* SUPPLIED TEXT *
--*--
As YouTube evolves from its roots as the mega community for all video comers to a profitable business, the company is announcing a video rental program which launches in conjunction with the Sundance Film Festival (January 21-31, 2010). Against the backdrop of Sundance, YouTube rentals will launch with five Sundance films—two from last year’s competition (The Cove, Children of Invention) and three from this year’s “Next “program. Film pricing and rental terms are to be established by the filmmaker with the filmmaker retaining all distribution rights. Films will be $3.99 payable through Google Checkout; four of the films will have a 48-hour rental window and one will have a 24-hour window. All films, from Sundance and future partners/content creators, will be streamed to a consumer’s browser and will initially be secured using Adobe RTMPe to encrypt streams in transit. HD content will not be featured at launch but is expected to be part of the service.
--*--
Copy out the YouTube rentals passage word for word.
--*--
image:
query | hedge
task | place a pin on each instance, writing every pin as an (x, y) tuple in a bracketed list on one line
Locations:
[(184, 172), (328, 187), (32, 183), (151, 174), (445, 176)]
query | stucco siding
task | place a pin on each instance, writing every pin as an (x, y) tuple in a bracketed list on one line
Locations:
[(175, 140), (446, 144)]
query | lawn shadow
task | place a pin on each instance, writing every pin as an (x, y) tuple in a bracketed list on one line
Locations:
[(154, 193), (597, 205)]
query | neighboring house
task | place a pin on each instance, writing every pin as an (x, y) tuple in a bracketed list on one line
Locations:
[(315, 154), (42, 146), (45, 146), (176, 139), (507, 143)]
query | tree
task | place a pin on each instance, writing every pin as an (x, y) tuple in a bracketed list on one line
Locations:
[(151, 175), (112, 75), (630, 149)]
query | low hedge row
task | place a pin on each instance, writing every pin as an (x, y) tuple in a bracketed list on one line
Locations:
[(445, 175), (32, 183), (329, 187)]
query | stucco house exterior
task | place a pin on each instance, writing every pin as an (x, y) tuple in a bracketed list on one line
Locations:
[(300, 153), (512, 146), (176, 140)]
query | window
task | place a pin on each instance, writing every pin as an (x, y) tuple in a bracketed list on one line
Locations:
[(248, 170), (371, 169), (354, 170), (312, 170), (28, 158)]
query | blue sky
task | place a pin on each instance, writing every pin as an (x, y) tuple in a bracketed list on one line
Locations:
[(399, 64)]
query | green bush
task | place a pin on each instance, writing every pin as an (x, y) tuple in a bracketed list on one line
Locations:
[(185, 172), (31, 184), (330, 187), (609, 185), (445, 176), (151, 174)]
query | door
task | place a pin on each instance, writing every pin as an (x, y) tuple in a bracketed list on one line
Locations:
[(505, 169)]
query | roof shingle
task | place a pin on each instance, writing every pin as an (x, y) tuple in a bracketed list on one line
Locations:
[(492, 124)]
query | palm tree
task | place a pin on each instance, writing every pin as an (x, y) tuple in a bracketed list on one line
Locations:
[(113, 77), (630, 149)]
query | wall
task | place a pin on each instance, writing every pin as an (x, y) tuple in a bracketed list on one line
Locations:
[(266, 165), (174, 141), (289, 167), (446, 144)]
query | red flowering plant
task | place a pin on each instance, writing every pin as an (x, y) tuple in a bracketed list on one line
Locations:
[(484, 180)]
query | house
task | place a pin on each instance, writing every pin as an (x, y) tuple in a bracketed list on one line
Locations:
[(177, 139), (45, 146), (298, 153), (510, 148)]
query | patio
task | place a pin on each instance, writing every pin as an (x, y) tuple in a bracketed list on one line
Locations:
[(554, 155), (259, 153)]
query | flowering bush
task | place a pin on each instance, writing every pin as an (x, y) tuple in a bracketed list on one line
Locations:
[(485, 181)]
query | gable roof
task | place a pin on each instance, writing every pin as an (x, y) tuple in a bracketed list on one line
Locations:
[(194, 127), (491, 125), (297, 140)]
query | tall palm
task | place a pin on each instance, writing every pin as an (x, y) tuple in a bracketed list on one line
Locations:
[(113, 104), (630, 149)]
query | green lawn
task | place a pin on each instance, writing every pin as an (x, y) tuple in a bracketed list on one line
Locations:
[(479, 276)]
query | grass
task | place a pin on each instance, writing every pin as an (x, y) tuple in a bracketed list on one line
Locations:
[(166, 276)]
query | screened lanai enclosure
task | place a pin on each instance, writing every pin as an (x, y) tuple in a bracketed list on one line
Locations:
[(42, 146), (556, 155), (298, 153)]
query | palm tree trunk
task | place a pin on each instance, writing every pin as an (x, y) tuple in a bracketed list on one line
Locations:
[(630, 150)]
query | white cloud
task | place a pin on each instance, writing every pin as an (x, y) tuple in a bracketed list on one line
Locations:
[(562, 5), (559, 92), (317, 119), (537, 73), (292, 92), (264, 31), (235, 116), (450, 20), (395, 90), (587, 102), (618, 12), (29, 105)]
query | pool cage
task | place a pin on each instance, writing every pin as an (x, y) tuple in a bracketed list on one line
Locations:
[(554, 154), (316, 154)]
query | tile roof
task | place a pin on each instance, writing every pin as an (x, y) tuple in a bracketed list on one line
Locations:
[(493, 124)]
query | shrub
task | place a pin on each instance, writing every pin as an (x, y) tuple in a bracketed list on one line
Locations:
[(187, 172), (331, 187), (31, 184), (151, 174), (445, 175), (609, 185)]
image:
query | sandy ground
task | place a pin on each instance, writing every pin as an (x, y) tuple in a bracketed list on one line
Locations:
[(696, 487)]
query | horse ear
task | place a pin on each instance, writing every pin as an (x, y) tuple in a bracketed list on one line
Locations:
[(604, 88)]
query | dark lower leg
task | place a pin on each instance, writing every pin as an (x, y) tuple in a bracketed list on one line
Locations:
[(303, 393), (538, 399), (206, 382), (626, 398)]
--*--
* FULL OUTPUT *
As YouTube evolves from its roots as the mega community for all video comers to a profitable business, the company is announcing a video rental program which launches in conjunction with the Sundance Film Festival (January 21-31, 2010). Against the backdrop of Sundance, YouTube rentals will launch with five Sundance films—two from last year’s competition (The Cove, Children of Invention) and three from this year’s “Next “program. Film pricing and rental terms are to be established by the filmmaker with the filmmaker retaining all distribution rights. Films will be $3.99 payable through Google Checkout; four of the films will have a 48-hour rental window and one will have a 24-hour window. All films, from Sundance and future partners/content creators, will be streamed to a consumer’s browser and will initially be secured using Adobe RTMPe to encrypt streams in transit. HD content will not be featured at launch but is expected to be part of the service.